#### [Metin Bölümü]
Kendini ararken..


-Neyin sana iyi geldiğini bilir misin?
-Bilemezsin.
-Sıcak bir kahve kokusu.
-Deniz.
-Yakın bir arkadaşın sesi.
-Mantı?
Affedersin de nereden mantıya geldi ki konu? Belki de hep mantıdaydı. Lisedeydim sanırım, bir gün annemle mantı yapmıştık. Saatlerce süren mantı yapımı sonrası mantıyı kalabalık aileyle de paylaşınca ve yemek için sadece bir tabak kalınca bir daha mantı yapalım demekten vazgeçmiştim. Yemekten vazgeçmedim tabii. Konu nereden mantıya geldi? Şöyle.

#### [Sağlanan Veriler]
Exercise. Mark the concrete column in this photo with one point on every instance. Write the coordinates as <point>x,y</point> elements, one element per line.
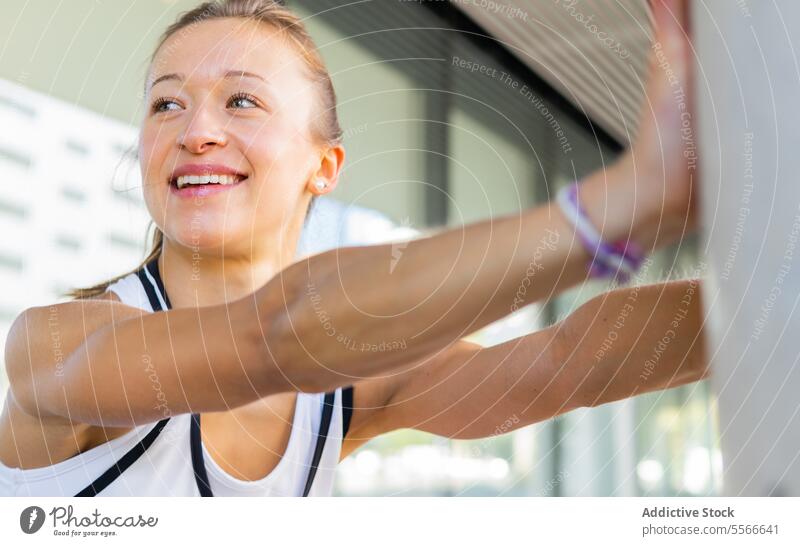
<point>749,105</point>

#### [Görevleriniz]
1. Metin bölümünde insana iyi gelebilecek şeyler olarak sıralananların hepsini yazın.
2. Metin bölümüne göre anlatıcı bir gün mantıyı kiminle yapmıştı?
3. Metin bölümünden "-Yakın bir arkadaşın" sözleriyle başlayan kısmı alın ve "mantıya geldi? Şöyle." sözlerinden sonra bırakarak hiçbir değişiklik yapmadan yazın.
Görevleri yapmak için verilere başvurmanız gerekmez.

#### [Çözümler]
1. Sıcak bir kahve kokusu, deniz, yakın bir arkadaşın sesi, mantı

2. Annesiyle.

3.
-Yakın bir arkadaşın sesi.
-Mantı?
Affedersin de nereden mantıya geldi ki konu? Belki de hep mantıdaydı. Lisedeydim sanırım, bir gün annemle mantı yapmıştık. Saatlerce süren mantı yapımı sonrası mantıyı kalabalık aileyle de paylaşınca ve yemek için sadece bir tabak kalınca bir daha mantı yapalım demekten vazgeçmiştim. Yemekten vazgeçmedim tabii. Konu nereden mantıya geldi? Şöyle.